■ To do: What you return should be the complete data below, word for word, with no pictures in it.

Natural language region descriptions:
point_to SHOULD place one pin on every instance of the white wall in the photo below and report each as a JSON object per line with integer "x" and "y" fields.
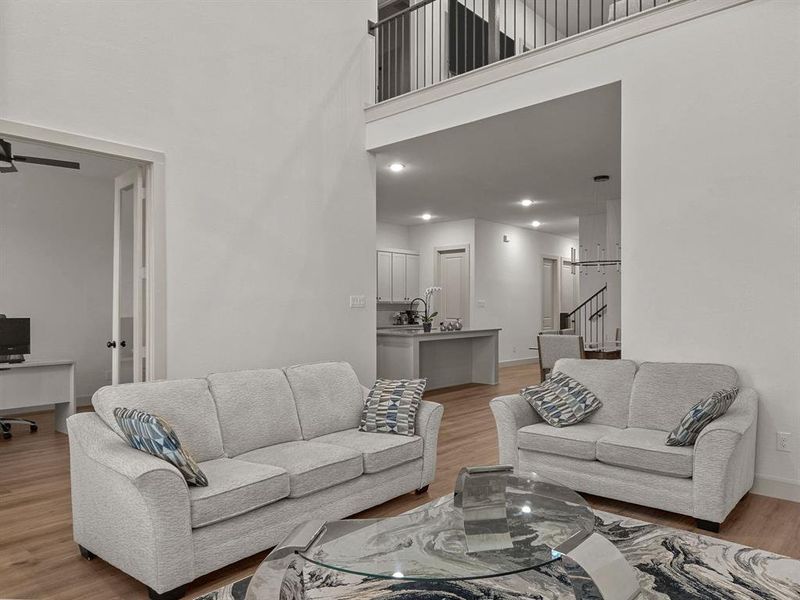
{"x": 270, "y": 196}
{"x": 508, "y": 285}
{"x": 56, "y": 242}
{"x": 390, "y": 236}
{"x": 710, "y": 223}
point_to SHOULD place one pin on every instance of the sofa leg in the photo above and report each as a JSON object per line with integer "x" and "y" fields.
{"x": 708, "y": 526}
{"x": 175, "y": 594}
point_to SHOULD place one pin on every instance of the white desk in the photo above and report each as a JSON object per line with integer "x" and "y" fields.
{"x": 39, "y": 383}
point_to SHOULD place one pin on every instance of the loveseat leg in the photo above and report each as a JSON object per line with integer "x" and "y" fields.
{"x": 175, "y": 594}
{"x": 711, "y": 526}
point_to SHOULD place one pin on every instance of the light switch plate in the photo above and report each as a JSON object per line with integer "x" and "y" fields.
{"x": 358, "y": 301}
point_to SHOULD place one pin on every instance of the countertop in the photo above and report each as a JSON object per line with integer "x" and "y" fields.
{"x": 408, "y": 332}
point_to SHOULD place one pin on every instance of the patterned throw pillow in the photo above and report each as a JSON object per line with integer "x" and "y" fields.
{"x": 561, "y": 401}
{"x": 391, "y": 406}
{"x": 700, "y": 415}
{"x": 152, "y": 434}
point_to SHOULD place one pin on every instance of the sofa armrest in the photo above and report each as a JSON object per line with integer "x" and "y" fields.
{"x": 129, "y": 508}
{"x": 511, "y": 413}
{"x": 429, "y": 418}
{"x": 724, "y": 459}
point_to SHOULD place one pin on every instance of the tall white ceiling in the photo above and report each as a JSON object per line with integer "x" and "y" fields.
{"x": 549, "y": 153}
{"x": 92, "y": 165}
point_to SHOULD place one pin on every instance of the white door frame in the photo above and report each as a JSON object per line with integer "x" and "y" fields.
{"x": 155, "y": 196}
{"x": 556, "y": 289}
{"x": 437, "y": 251}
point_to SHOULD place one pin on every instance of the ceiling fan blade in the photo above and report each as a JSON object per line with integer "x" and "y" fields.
{"x": 50, "y": 162}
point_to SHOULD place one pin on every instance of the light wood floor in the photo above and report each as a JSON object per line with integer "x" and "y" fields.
{"x": 38, "y": 558}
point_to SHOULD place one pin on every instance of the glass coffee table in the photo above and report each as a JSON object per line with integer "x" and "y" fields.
{"x": 497, "y": 523}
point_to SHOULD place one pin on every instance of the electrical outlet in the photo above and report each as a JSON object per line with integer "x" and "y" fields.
{"x": 358, "y": 301}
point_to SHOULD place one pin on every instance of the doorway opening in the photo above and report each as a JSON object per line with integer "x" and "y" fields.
{"x": 82, "y": 256}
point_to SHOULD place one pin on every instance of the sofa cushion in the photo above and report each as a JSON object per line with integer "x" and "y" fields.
{"x": 311, "y": 466}
{"x": 609, "y": 380}
{"x": 185, "y": 404}
{"x": 234, "y": 488}
{"x": 152, "y": 434}
{"x": 663, "y": 393}
{"x": 328, "y": 396}
{"x": 645, "y": 450}
{"x": 255, "y": 408}
{"x": 577, "y": 441}
{"x": 380, "y": 451}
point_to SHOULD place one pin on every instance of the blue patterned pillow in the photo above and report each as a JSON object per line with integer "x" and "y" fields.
{"x": 561, "y": 401}
{"x": 152, "y": 434}
{"x": 391, "y": 406}
{"x": 700, "y": 415}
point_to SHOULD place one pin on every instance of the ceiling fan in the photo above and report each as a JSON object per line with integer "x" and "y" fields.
{"x": 7, "y": 160}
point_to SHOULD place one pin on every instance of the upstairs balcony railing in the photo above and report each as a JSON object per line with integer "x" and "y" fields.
{"x": 428, "y": 41}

■ Completed exercise:
point_to SHOULD place one pin on every instance of the white wall in the photo below and report each as a JSON object per line with integer "x" and "y" fields.
{"x": 270, "y": 196}
{"x": 508, "y": 285}
{"x": 56, "y": 242}
{"x": 390, "y": 236}
{"x": 710, "y": 223}
point_to SHOULD place one pin on every instance of the sofa leg in the photo above and report each as a JSON object per line with integer "x" and "y" fields.
{"x": 708, "y": 526}
{"x": 175, "y": 594}
point_to SHOULD place one pin on every instance of the white desk in the photo above and report each as a JSON object per line with integer "x" and "y" fields.
{"x": 39, "y": 383}
point_to SHOULD place one pin on every instance of the loveseat leg in the photo above and report each as a JSON object per line with integer "x" and "y" fields.
{"x": 175, "y": 594}
{"x": 711, "y": 526}
point_to SHOULD place one pin on every instance of the light switch plate in the photo above and report each as a JSON object per line with integer "x" and "y" fields.
{"x": 358, "y": 301}
point_to SHOULD place one pin on every instance of the countertop in the photo above and report each as a JSON object per line with integer "x" and "y" fields.
{"x": 408, "y": 332}
point_to SHOULD place one pin on every instance of the patterned throw pillow in the photo above and report each as a JSON object per line with integer "x" and "y" fields.
{"x": 561, "y": 401}
{"x": 391, "y": 406}
{"x": 700, "y": 415}
{"x": 152, "y": 434}
point_to SHOULD place one pin on every instance of the sofa armrest in the photo above and report each as a JSON object per line with integer "x" and "y" fields.
{"x": 129, "y": 508}
{"x": 511, "y": 413}
{"x": 429, "y": 418}
{"x": 724, "y": 459}
point_to SHOULD place one pin on every instance of the tall white ceiling in the photo above and report each as a JSON object per line with integer "x" and "y" fields.
{"x": 549, "y": 153}
{"x": 92, "y": 165}
point_to SHOULD place one pin on every instance of the white door frame in the photo above and report each as a JSON object per line with integer "x" and "y" fields.
{"x": 155, "y": 196}
{"x": 556, "y": 289}
{"x": 437, "y": 251}
point_to SHOULD place one pin on every instance of the ceiling fan blade in the photo above and report each as a JSON object per line with integer "x" and "y" fields.
{"x": 50, "y": 162}
point_to SHOULD place one pin on every instance of the light wood floor in the photo above and report each as a JSON object per line with integer "x" and "y" fields.
{"x": 38, "y": 558}
point_to SHOULD place one pin on every instance of the glass coffee table in the photo above and report each as a JSON object per line with integer "x" and "y" fields.
{"x": 497, "y": 523}
point_to SHOULD place one pin on every instance of the electrical outlet in the photo above and report each as a JSON object per line with integer "x" and "y" fields.
{"x": 358, "y": 301}
point_to SHOULD place one pin on every instance of the doorway opening in the photo above and report each as a JSON object per line with integer "x" and "y" fields.
{"x": 82, "y": 256}
point_to SHOULD place one pin on every instance of the sofa cushion in the photo above and report each as a JSON object per line with integer "x" and "y" fields.
{"x": 311, "y": 466}
{"x": 609, "y": 380}
{"x": 185, "y": 404}
{"x": 234, "y": 488}
{"x": 152, "y": 434}
{"x": 663, "y": 393}
{"x": 328, "y": 396}
{"x": 645, "y": 450}
{"x": 255, "y": 408}
{"x": 577, "y": 441}
{"x": 380, "y": 451}
point_to SHOULD place one pin on every instance of the blue patterned pillow in the photo above and report each as a JSON object per line with integer "x" and "y" fields.
{"x": 561, "y": 401}
{"x": 152, "y": 434}
{"x": 391, "y": 406}
{"x": 700, "y": 415}
point_to SHOULD place one pin on every instance of the ceiling fan in the photo above and report each as a JSON object per line with integer "x" and "y" fields.
{"x": 7, "y": 160}
point_to SHOULD place one pin on every instance of the upstairs balcony railing in the photo above and report each as a JSON object per line with integer "x" and "y" fields.
{"x": 428, "y": 41}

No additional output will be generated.